Given text:
For the research of off shore "stages" where many earthquakes have
occurred around Japan, we
have developed pop-up ocean bottom seismometers (OBS) with high mobility
for temporal dense
observations and ocean bottom cable systems for stationary geophysical
observations. But, it is
necessary to have an observation system with mobility and realtime
data acquisition for precise
research of transitions of aftershock or earthquake swarm activities.
In these points, two observation
systems mentioned above are not adequate. For this reason, the Earthquake
Observation Center has
started a development of the semi realtime ocean bottom seismic and
geodetic observation system by
using technology of an underwater acoustic communication and a satellite
telemetry from 1996. After
the field test which was performed in 1998, this system was deployed
for the swarm observation off
Niijima-Kozu islands in the summer of 2000.
Fig. 1. The system construction.
The construction of this system (Fig. 1) contains, 1) the ocean bottom
unit (OBU) that acquires and
records seismic signals, 2) the moored buoy unit (MBU) that performs
underwater acoustic
communication with the OBU and the satellite telemetry, and 3) the
land control unit (LCU) that
receives the acquired data and controls the OBU and the MBU. Measured
values from the broadband
precision 3-component accelerometer and the pressure gauge of the OBU
are continuously stored in
hard disks (16GB) with a high resolution digitizing (100Hz, 24bit).
The time accuracy of the OBU is kept
as better than 10ms by the combination of the DTCXO and the time difference
measurement between
the GPS on the MBU and the OBU Clock. As it is impossible to use electric
waves in the deep sea, the
high-speed underwater acoustic communication system (~13200bps) is
used between the OBU and the
MBU. The NTT satellite phone system (N-STAR) and the GPS for location
and time are equipped on
the MBU, which also has a two axes gimbal mechanism for the tracking
antenna of the satellite phone
due to large sway of the buoy. Both the OBU and the MBU have large
capacity lithium cells for the
power source. The speed of satellite data communication is 4800bps
(maximum). The LCU can control
almost all parameters of the OBU and the MBU. The received data is
analyzed with the land seismic
network data immediately. It is still impossible to perform a true
realtime (continuous) ocean bottom
observation, because of the limited speed of the communication and
the capacity of the power source.
So that only the data of preset time windows is received in usual operations.
The field test was performed at the northeast part of the Suruga Bay
in December of 1998. In this
test, a satellite phone on the ship was used instead of the LCU, and
the ability of the underwater
acoustic communication system was examined by measuring of the noise
level and variation of the
output acoustic power. As the result, this system is operative up to
the depth of 4000m with enough
signal to noise ratio.
Short term and repeated observations by using many pop-up OBSs were
performed during the swarm
off Niijima-Kozu islands after the eruption of the Miyake island since
June of 2000. This system was
deployed in the center of this area to detect changes of the swarm
activity in August (Fig. 2). True,
shallow distribution of epicenters were revealed in semi realtime,
those were uncertain only by the
data of observatories on near islands (Fig. 3). Usefulness of this
system is clearly indicated by this
observation.
Fig.2. The MBU of this system deployed off Niijima island.
Fig.3. Improved epicenter distribution and map of observatories (lower
right). Locations
are indicated as triangles (land) and a star (this system).
Epicenters are changed from
circles (almost initial depths) to triangles.

Source information:
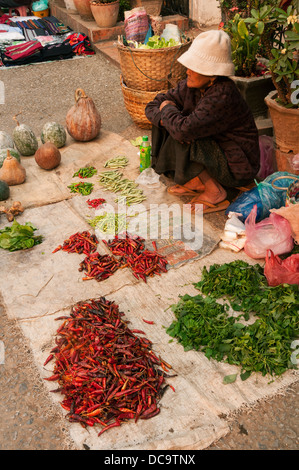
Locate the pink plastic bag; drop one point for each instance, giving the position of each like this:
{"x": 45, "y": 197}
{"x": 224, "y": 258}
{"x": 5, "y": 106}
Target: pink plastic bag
{"x": 273, "y": 233}
{"x": 279, "y": 271}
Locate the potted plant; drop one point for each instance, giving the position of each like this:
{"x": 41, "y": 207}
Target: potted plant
{"x": 105, "y": 12}
{"x": 251, "y": 75}
{"x": 280, "y": 36}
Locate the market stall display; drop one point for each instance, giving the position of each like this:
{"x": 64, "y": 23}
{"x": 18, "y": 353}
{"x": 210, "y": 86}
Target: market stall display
{"x": 148, "y": 62}
{"x": 28, "y": 40}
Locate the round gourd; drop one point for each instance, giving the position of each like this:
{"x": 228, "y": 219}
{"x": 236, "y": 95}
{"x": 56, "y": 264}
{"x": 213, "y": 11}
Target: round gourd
{"x": 13, "y": 153}
{"x": 24, "y": 139}
{"x": 55, "y": 133}
{"x": 12, "y": 172}
{"x": 48, "y": 156}
{"x": 6, "y": 141}
{"x": 83, "y": 120}
{"x": 4, "y": 191}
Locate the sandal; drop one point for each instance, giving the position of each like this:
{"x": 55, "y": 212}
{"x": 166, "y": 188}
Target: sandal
{"x": 211, "y": 207}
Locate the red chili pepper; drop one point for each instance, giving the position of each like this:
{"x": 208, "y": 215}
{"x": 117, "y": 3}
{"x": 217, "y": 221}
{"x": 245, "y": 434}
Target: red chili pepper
{"x": 106, "y": 373}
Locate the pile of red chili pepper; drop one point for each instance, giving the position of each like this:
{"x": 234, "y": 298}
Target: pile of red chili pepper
{"x": 106, "y": 372}
{"x": 95, "y": 203}
{"x": 143, "y": 262}
{"x": 79, "y": 243}
{"x": 98, "y": 266}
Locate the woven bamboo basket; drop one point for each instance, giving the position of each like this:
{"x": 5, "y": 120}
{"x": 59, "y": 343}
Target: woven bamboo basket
{"x": 152, "y": 7}
{"x": 135, "y": 103}
{"x": 152, "y": 69}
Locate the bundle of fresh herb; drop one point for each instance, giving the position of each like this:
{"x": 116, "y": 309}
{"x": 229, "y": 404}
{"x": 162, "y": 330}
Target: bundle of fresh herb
{"x": 19, "y": 237}
{"x": 86, "y": 172}
{"x": 83, "y": 188}
{"x": 263, "y": 346}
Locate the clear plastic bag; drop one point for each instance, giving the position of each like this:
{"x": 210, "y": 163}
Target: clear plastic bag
{"x": 278, "y": 271}
{"x": 148, "y": 178}
{"x": 273, "y": 233}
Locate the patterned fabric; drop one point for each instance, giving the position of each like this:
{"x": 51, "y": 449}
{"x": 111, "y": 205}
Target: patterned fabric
{"x": 80, "y": 44}
{"x": 220, "y": 114}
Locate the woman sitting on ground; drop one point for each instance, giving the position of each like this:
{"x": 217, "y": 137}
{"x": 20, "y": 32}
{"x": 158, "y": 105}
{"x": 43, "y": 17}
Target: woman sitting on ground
{"x": 204, "y": 134}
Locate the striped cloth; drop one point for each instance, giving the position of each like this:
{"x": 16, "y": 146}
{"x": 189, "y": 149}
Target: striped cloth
{"x": 136, "y": 26}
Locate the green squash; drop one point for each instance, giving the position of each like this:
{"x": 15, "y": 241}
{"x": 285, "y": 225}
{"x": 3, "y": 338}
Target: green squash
{"x": 6, "y": 141}
{"x": 13, "y": 153}
{"x": 54, "y": 133}
{"x": 4, "y": 191}
{"x": 25, "y": 140}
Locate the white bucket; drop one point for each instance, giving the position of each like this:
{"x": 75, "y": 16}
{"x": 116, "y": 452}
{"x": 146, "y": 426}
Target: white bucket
{"x": 70, "y": 6}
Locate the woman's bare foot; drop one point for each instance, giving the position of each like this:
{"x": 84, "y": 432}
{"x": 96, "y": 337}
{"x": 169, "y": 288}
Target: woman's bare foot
{"x": 191, "y": 187}
{"x": 213, "y": 194}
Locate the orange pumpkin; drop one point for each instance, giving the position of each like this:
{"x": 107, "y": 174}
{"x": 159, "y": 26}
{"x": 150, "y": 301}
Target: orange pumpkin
{"x": 83, "y": 121}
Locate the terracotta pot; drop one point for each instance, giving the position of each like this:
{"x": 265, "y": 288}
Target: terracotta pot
{"x": 285, "y": 124}
{"x": 105, "y": 14}
{"x": 254, "y": 90}
{"x": 83, "y": 7}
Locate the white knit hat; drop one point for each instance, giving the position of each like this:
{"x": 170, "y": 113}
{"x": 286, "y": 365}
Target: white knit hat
{"x": 210, "y": 54}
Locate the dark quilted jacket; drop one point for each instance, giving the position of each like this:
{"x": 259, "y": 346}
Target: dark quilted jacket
{"x": 220, "y": 113}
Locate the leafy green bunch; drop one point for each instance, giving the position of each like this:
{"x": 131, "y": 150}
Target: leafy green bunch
{"x": 19, "y": 237}
{"x": 259, "y": 338}
{"x": 245, "y": 46}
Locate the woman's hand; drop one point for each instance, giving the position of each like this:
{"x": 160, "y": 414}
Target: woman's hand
{"x": 164, "y": 103}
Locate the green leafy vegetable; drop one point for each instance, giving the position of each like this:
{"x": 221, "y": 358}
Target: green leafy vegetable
{"x": 83, "y": 188}
{"x": 155, "y": 42}
{"x": 19, "y": 237}
{"x": 263, "y": 346}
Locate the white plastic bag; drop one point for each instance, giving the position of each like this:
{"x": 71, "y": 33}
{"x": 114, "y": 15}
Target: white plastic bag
{"x": 148, "y": 178}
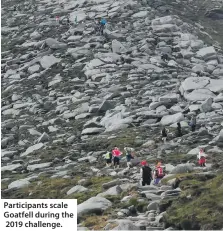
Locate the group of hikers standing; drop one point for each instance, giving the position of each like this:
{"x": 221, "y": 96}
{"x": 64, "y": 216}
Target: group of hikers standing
{"x": 191, "y": 123}
{"x": 147, "y": 174}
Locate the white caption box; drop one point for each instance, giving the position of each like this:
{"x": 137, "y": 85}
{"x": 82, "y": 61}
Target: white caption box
{"x": 38, "y": 214}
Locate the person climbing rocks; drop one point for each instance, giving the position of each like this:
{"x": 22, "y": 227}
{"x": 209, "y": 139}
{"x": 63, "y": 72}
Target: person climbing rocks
{"x": 164, "y": 57}
{"x": 116, "y": 153}
{"x": 164, "y": 134}
{"x": 193, "y": 123}
{"x": 108, "y": 158}
{"x": 62, "y": 5}
{"x": 158, "y": 173}
{"x": 103, "y": 22}
{"x": 202, "y": 161}
{"x": 57, "y": 19}
{"x": 75, "y": 20}
{"x": 146, "y": 173}
{"x": 179, "y": 131}
{"x": 129, "y": 155}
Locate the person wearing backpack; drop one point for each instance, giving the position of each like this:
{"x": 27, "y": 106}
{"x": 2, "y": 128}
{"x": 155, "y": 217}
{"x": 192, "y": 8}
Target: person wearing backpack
{"x": 129, "y": 155}
{"x": 178, "y": 131}
{"x": 202, "y": 161}
{"x": 164, "y": 134}
{"x": 146, "y": 173}
{"x": 116, "y": 154}
{"x": 159, "y": 173}
{"x": 193, "y": 123}
{"x": 108, "y": 158}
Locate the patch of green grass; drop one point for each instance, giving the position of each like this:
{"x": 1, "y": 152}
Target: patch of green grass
{"x": 44, "y": 188}
{"x": 202, "y": 210}
{"x": 176, "y": 158}
{"x": 95, "y": 187}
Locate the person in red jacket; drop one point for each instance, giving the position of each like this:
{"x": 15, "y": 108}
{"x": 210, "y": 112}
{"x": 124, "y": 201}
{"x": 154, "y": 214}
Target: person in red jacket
{"x": 116, "y": 153}
{"x": 202, "y": 161}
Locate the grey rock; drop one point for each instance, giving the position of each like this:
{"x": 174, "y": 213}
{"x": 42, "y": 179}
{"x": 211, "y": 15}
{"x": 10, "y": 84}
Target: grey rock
{"x": 116, "y": 190}
{"x": 32, "y": 149}
{"x": 48, "y": 61}
{"x": 125, "y": 225}
{"x": 18, "y": 184}
{"x": 171, "y": 119}
{"x": 43, "y": 138}
{"x": 93, "y": 205}
{"x": 182, "y": 168}
{"x": 12, "y": 167}
{"x": 39, "y": 166}
{"x": 206, "y": 106}
{"x": 153, "y": 206}
{"x": 77, "y": 189}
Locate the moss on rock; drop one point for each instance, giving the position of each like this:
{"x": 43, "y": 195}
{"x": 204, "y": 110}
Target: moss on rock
{"x": 199, "y": 207}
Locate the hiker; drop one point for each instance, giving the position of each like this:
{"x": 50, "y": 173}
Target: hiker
{"x": 116, "y": 154}
{"x": 202, "y": 161}
{"x": 129, "y": 155}
{"x": 62, "y": 5}
{"x": 179, "y": 131}
{"x": 164, "y": 57}
{"x": 108, "y": 158}
{"x": 57, "y": 19}
{"x": 158, "y": 173}
{"x": 164, "y": 134}
{"x": 75, "y": 20}
{"x": 146, "y": 173}
{"x": 103, "y": 22}
{"x": 193, "y": 123}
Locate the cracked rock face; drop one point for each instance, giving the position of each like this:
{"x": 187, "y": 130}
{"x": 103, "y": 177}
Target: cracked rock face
{"x": 69, "y": 94}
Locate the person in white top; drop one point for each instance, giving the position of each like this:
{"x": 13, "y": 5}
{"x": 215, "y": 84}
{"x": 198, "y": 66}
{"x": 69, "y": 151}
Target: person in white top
{"x": 200, "y": 154}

Your instructions: Decide whether each statement agrees with the ocean bottom seismic system text, answering yes or no and quoting the deciding words: 1. The OBU records its measurements on 16GB hard disks at 100Hz. 2. Satellite data communication is faster than the underwater acoustic link between the OBU and the MBU. 3. The LCU was used during the December 1998 field test in Suruga Bay.

Solution:
1. Yes: "hard disks (16GB) with a high resolution digitizing (100Hz, 24bit)"
2. No: "high-speed underwater acoustic communication system (~13200bps)" and "The speed of satellite data communication is 4800bps"
3. No: "a satellite phone on the ship was used instead of the LCU"